作業指示:
(A) ビクトリア州のペット販売禁止に関する記事の内容と、次の記述(i)〜(iii)はそれぞれ合っていますか。「はい」か「いいえ」で答え、判断の決め手となる記事中の語句をそのまま引用してください。
(i) オーストラリアでは3軒に2軒の家庭がペットと暮らしている。
(ii) ビクトリア州の州都はシドニーである。
(iii) 例外として販売が認められる保護猫は、生後6カ月以上のものに限られる。
(B) ビクトリア州のペット販売禁止を伝える記事を、最後の文の後から書き継いでください。

抜粋:
【世界から】
豪、ペットショップから子犬たちが消える
2018年5月1日(火) 共同通信
ショッピングセンターの中にあるペットショップ。ビクトリア州では間もなく見られなくなる光景だ(C)Middy Nakajima
コアラやカンガルーをはじめ固有種の動物が多いことで知られるオーストラリアは、実はペット大国でもある。
何しろ、人口よりもペットの数が多く3軒に2軒の家庭がペットとともに暮らしているというのだから。
シドニーに次ぐ第2の都市メルボルンを州都とするビクトリア州では州法改正に伴い、今年7月1日以降はペットショップで犬や猫を販売することが原則として禁止されることになった。
例外は、シェルターなどの動物保護施設から引き取られた生後6カ月以上の保護犬や同8週以上の保護猫だ。

資料抜粋:
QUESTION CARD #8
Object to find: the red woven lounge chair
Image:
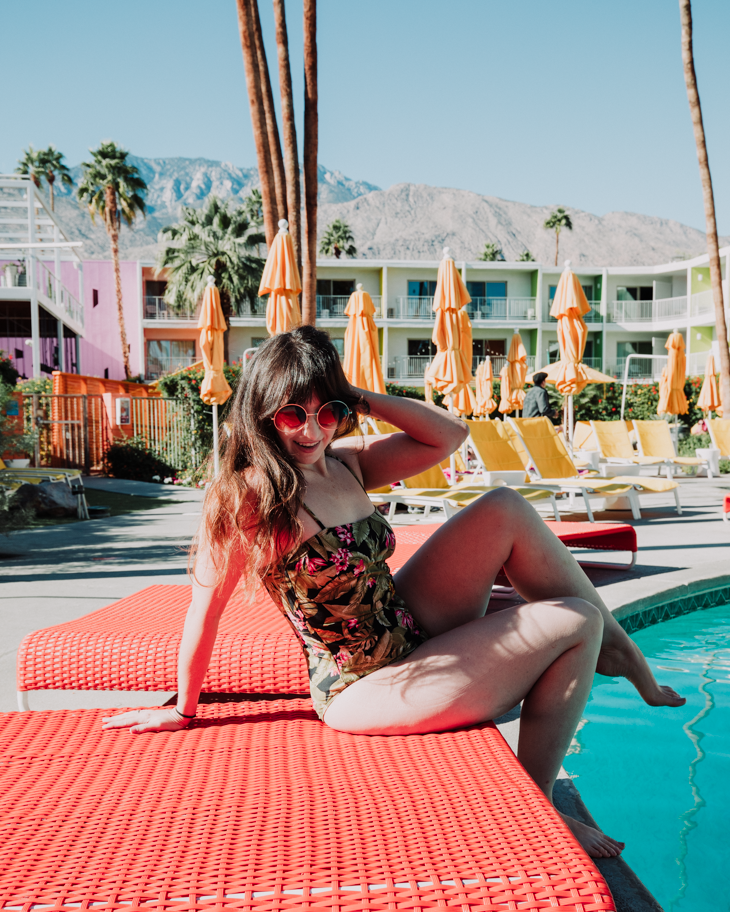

課題ごとの出力:
(A)
(i) はい。「3軒に2軒の家庭がペットとともに暮らしている」
(ii) いいえ。「シドニーに次ぐ第2の都市メルボルンを州都とするビクトリア州」
(iii) いいえ。「同8週以上の保護猫」

(B)
この日を境に、州内のペットショップから月齢の若い子犬の姿が消えるわけだ。
知り合いから譲り受ける場合は別として、生後6カ月未満の子犬が欲しければ、ペットショップではなく動物保護施設を自ら訪れるか、ブリーダーに直接連絡をするかの2択、自分が最初の飼い主になりたければ、ブリーダーから購入するしかなくなる。
▽生体販売を巡る動き
どのような環境で誰によって成育されたか分からない生きた動物をペットショップのショーケースに展示し商品として販売する、いわゆる「生体販売」に対する疑問や反発の声は、年々高まっている。
先進国を中心に、生体販売を条例等で禁止する自治体も少しずつ増えている。
だが、国や州レベルで法規制するというのはまだまだ珍しい。
アメリカではカリフォルニア州が州として初めて犬や猫などの生体販売禁止を法制化。
2019年1月からの施行が決まっている。
オーストラリアでも、州としての法制化はビクトリア州が初めて。
ただし、わたしの住むニューサウスウェールズ州でも、生体販売を行わないペットショップの方がはるかに多く、店頭で子犬や子猫を見かけることはあまりない。
▽法改正が目指すもの
今回の法改正は、14年の州議会選挙で政権を奪還した現アンドリューズ州首相率いる労働党が野党時代に掲げた公約を数年がかりで実現したもの。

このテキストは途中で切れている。